* _Goal of the exercise_: Update the rows from the line with "Curation note — class label: street lamp post" to the line with "[909,428,1104,844]" by replacing "5 pixels" with "3 pixels" throughout, and give back only those lines with nothing else changed.

■ ■ ■

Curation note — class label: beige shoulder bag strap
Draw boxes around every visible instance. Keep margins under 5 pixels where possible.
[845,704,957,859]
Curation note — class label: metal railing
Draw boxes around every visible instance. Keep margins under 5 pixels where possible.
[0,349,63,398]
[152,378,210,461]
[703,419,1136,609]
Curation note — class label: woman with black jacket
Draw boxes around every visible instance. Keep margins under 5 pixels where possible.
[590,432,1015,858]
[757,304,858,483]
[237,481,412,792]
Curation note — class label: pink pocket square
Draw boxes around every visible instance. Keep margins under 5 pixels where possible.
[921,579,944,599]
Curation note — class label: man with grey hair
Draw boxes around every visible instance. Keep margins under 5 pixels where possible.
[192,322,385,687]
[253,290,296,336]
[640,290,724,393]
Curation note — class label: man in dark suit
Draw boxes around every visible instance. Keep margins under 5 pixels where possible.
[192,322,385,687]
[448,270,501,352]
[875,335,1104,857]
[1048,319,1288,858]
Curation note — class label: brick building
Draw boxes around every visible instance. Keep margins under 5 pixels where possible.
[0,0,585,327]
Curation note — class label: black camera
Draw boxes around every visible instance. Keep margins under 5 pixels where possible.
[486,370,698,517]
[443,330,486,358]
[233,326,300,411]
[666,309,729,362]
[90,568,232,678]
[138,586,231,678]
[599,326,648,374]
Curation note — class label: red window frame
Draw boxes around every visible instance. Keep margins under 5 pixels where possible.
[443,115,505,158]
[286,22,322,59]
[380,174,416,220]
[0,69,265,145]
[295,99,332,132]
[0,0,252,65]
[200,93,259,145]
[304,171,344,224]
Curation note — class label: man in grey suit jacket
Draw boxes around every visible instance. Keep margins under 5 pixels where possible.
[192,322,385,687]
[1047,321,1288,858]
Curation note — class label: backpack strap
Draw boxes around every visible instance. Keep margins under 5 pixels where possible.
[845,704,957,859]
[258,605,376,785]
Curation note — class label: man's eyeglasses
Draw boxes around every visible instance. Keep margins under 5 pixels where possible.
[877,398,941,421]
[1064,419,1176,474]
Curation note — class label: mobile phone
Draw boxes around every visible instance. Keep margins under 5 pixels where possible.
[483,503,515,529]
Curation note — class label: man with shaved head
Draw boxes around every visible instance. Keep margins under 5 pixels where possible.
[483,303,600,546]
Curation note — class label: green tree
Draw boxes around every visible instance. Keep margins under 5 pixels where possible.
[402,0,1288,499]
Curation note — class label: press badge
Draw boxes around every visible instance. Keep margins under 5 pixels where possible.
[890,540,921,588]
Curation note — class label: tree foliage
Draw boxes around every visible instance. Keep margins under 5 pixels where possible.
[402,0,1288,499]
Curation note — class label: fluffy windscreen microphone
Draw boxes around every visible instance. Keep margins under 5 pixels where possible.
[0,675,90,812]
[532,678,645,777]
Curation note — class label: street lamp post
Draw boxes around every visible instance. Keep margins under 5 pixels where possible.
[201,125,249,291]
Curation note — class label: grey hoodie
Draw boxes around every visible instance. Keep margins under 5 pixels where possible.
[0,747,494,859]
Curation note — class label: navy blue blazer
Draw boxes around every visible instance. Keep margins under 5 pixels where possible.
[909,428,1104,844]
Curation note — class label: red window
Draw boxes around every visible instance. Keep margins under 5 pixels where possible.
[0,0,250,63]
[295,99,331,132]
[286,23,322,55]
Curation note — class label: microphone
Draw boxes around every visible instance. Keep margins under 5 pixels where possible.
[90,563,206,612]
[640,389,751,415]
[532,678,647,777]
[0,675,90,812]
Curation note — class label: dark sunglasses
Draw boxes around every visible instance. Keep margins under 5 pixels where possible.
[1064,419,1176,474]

■ ■ ■

* _Output of the exercise_:
Curation note — class label: street lamp post
Draw boxes around every visible instance. Keep margins under 3 pixels where possible.
[201,125,249,291]
Curation note — class label: grey hoodie
Draw boxes around every visible instance. Keep margins under 3 pixels where possible.
[0,747,494,859]
Curation note — class label: navy blue blazer
Draw boxes around every visible instance. Keep margins under 3 pixels where possible.
[909,428,1104,844]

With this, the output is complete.